Reproduce all the data, character for character.

┄┄┄┄┄┄┄┄┄┄

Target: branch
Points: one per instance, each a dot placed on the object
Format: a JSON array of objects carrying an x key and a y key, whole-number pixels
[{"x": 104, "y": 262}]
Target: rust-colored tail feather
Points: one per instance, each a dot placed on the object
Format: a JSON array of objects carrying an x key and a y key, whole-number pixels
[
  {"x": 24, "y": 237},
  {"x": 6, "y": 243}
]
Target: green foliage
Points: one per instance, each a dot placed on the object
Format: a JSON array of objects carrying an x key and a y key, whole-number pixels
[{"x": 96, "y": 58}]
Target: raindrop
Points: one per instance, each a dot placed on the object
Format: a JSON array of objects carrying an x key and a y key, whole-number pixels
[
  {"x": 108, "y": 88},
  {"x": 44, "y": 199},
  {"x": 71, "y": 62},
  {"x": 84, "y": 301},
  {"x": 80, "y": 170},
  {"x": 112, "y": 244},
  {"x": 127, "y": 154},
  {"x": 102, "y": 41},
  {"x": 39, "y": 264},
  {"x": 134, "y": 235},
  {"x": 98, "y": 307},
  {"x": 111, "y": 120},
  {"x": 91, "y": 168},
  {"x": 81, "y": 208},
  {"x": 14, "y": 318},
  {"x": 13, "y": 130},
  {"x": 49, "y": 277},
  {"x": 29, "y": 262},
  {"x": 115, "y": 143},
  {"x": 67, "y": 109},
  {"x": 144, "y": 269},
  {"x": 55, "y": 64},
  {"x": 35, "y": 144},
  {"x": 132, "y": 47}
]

┄┄┄┄┄┄┄┄┄┄

Solution =>
Target: branch
Points: one per instance, each a dot placed on the object
Format: a JSON array of objects carrying an x key and a y key, whole-number pixels
[{"x": 104, "y": 262}]
Target: rust-colored tail feather
Points: one per instance, each a dot placed on the object
Format: a JSON array of objects carrying an x key and a y key, whole-number pixels
[
  {"x": 24, "y": 237},
  {"x": 6, "y": 243}
]
Target: green foliage
Points: one per instance, each a dot placed on the object
Format: a JSON array of objects carrying an x key and a y key, whole-number pixels
[{"x": 96, "y": 58}]
Target: raindrop
Points: one per instance, each a dot placed on the object
Format: a JSON array of objects carrying an x key and a y key, whole-number pixels
[
  {"x": 108, "y": 88},
  {"x": 44, "y": 199},
  {"x": 71, "y": 62},
  {"x": 84, "y": 301},
  {"x": 80, "y": 170},
  {"x": 112, "y": 244},
  {"x": 127, "y": 154},
  {"x": 102, "y": 41},
  {"x": 39, "y": 264},
  {"x": 134, "y": 235},
  {"x": 98, "y": 307},
  {"x": 111, "y": 120},
  {"x": 91, "y": 168},
  {"x": 81, "y": 208},
  {"x": 14, "y": 318},
  {"x": 13, "y": 130},
  {"x": 49, "y": 277},
  {"x": 29, "y": 262},
  {"x": 115, "y": 143},
  {"x": 67, "y": 109},
  {"x": 144, "y": 269},
  {"x": 55, "y": 64},
  {"x": 35, "y": 144},
  {"x": 132, "y": 47}
]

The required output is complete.